Trump Terapkan Tarif Timbal Balik
5 Hal yang Perlu Diketahui tentang Tarif Impor Donald Trump: Daftar Negara yang Terdampak
Presiden AS Donald Trump menerapkan pajak atau tarif impor tinggi kepada negara-negara di dunia, ini 5 hal yang perlu diketahui.
TRIBUNNEWS.COM – Sejak kembali menjabat sebagai presiden AS, Donald Trump telah mengeluarkan serangkaian kebijakan tarif dalam upaya menata ulang ekonomi global.
Meksiko, Kanada, dan China menjadi negara-negara pertama yang dikenai tarif impor tinggi untuk berbagai produk.
Tarif juga diberlakukan terhadap baja dan aluminium secara global.
##########
• DAFTAR TUGAS:
1. Sebutkan semua negara yang menurut teks tentang tarif impor Trump menjadi negara pertama yang dikenai tarif impor tinggi.
2. Lanjutkan teks tentang tarif impor Trump mulai dari kalimat terakhirnya.

• ITEM YANG DITAMPILKAN:
##########
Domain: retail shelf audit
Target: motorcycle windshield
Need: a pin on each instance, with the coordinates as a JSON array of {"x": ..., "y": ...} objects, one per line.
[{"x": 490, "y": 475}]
##########
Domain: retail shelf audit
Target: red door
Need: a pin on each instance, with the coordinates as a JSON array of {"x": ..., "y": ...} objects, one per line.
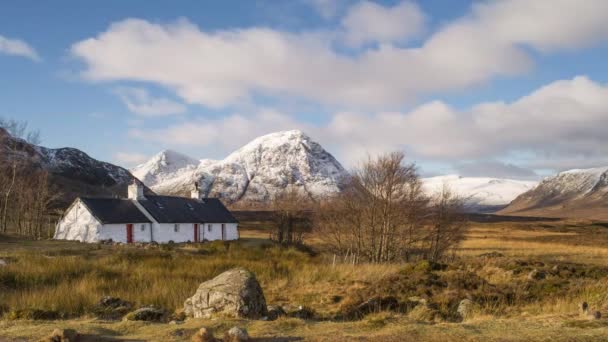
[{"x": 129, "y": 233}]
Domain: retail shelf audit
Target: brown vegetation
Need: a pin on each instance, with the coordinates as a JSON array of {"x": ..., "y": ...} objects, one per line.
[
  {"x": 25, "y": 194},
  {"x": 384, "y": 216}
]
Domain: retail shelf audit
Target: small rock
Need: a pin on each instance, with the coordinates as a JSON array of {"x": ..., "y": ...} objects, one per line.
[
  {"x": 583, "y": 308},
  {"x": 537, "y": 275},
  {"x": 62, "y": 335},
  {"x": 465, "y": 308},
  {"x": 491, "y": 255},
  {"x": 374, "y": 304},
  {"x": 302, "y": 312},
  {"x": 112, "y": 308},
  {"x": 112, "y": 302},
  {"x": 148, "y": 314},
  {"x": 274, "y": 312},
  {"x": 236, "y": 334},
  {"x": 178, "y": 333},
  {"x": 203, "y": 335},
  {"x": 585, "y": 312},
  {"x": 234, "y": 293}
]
##########
• DAFTAR JAWABAN:
1. Meksiko, Kanada, dan China.

2.
Kemudian, pada Rabu (2/4/2025), Trump meluncurkan kebijakan paling agresif sejauh ini: penerapan tarif timbal balik atau reciprocal tariff.
Trump memberlakukan tarif dasar sebesar 10 persen secara global mulai Sabtu (5/4/2025), sementara tarif yang jauh lebih tinggi untuk puluhan negara lainnya mulai berlaku pada Rabu (9/4/2025).
Lebih dari 60 negara terdampak oleh tarif tinggi, termasuk Indonesia.
Langkah-langkah tersebut membuat pasar keuangan terguncang.
Pemimpin dunia mengecam kebijakan ini, sementara para pejabat memperingatkan potensi inflasi dan perlambatan pertumbuhan ekonomi.
Mengutip The New York Times dan The Guardian, berikut lima hal yang perlu diketahui tentang kebijakan tarif Trump ini:

1. Apa Itu Tarif dan Siapa yang Menanggungnya?
Tarif (tariff) adalah biaya tambahan yang dikenakan pemerintah atas produk impor dari negara lain.
Tarif dibayarkan oleh perusahaan yang mengimpor barang.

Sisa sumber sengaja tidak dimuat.